◆ Work to do:
- 1) In the quicksort page, around which element does the partition function partition the collection?
- 2) Decide whether each statement agrees with the quicksort page: (a) The partition function from the earlier post already returned counts for estimating the runtime. (b) The QuickSort procedure does its work only when left is less than right. (c) The mergesort function is imported from bowling.sort.merge.

◆ Passage given:
##########

Quicksort
Table of Contents
The Algorithm
I covered the Partition
function in The Road To Partition and now I'll use it to implement a quicksort. This is the CLRS version.
\begin{algorithm} \caption{QuickSort} \begin{algorithmic} \INPUT An array and left and right locations defining a subarray \OUTPUT The subarray is sorted \PROCEDURE{QuickSort}{A, left, right} \IF {left < right} \STATE pivot $\gets$ \textsc{Partition}(A, left, right) \STATE \textsc{QuickSort}(A, left, pivot - 1) \STATE \textsc{QuickSort}(A, pivot + 1, right) \ENDIF \ENDPROCEDURE \end{algorithmic} \end{algorithm}
Implementing It
Some Imports
# python
from collections.abc import MutableSequence
from dataclasses import dataclass
from functools import partial
from math import log2
import random
# pypi
from expects import contain_exactly, equal, expect
from joblib import Parallel, delayed
import altair
import pandas
# this project
from bowling.sort.insertion import insertion_sort
from bowling.sort.merge import mergesort
# other monkey stuff
from graeae.visualization.altair_helpers import output_path, save_chart
from graeae import Timer
Some Setup
@dataclass
class PartitionOutput:
"""Keeps the output for the partition funcion"""
pivot: int
count: int
TIMER = Timer()
SLUG = "quicksort"
OUTPUT_PATH = output_path(SLUG)
save_it = partial(save_chart, output_path=OUTPUT_PATH)
The Partition
Even though I implemented it in that other post I didn't make it so it returns counts so we can estimate the runtime so I'll do that here.
def partition(collection: MutableSequence,
left: int, right: int) -> PartitionOutput:
"""Partitions the collection around the last element
Args:
collection: the list to partition
left: index of the first element in the sub-list to partition
right: index of the last element in the sub-list to partition
Returns:
PartitionOutput(pivot, count)

##########

◆ Supplied data:
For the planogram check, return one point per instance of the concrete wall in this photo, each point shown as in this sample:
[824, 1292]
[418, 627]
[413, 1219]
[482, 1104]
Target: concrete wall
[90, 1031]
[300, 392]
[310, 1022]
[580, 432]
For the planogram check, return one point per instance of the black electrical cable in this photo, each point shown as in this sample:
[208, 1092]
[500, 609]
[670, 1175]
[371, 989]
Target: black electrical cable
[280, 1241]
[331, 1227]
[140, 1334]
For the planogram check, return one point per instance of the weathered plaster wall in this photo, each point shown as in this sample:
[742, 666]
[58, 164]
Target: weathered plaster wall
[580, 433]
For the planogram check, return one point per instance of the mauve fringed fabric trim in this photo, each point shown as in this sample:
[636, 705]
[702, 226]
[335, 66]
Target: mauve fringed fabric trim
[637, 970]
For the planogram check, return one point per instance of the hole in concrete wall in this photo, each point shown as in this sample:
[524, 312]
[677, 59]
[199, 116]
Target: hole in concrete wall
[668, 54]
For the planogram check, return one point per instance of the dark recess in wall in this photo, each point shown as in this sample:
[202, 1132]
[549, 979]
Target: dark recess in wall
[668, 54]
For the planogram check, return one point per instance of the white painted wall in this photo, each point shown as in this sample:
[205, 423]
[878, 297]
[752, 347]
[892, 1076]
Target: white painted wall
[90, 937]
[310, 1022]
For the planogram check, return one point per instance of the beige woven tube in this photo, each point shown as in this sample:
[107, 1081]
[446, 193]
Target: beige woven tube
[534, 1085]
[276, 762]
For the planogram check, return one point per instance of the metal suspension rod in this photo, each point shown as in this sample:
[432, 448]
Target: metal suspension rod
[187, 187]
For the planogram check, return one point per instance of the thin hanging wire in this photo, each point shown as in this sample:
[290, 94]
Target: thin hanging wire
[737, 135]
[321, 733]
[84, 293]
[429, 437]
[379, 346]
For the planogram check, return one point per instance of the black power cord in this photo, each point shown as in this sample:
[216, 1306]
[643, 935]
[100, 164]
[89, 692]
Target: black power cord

##########

◆ Results by task:
- 1) Around the last element.

- 2)
(a) No: "I didn't make it so it returns counts so we can estimate the runtime"
(b) Yes: "\IF {left < right}"
(c) Yes: "from bowling.sort.merge import mergesort"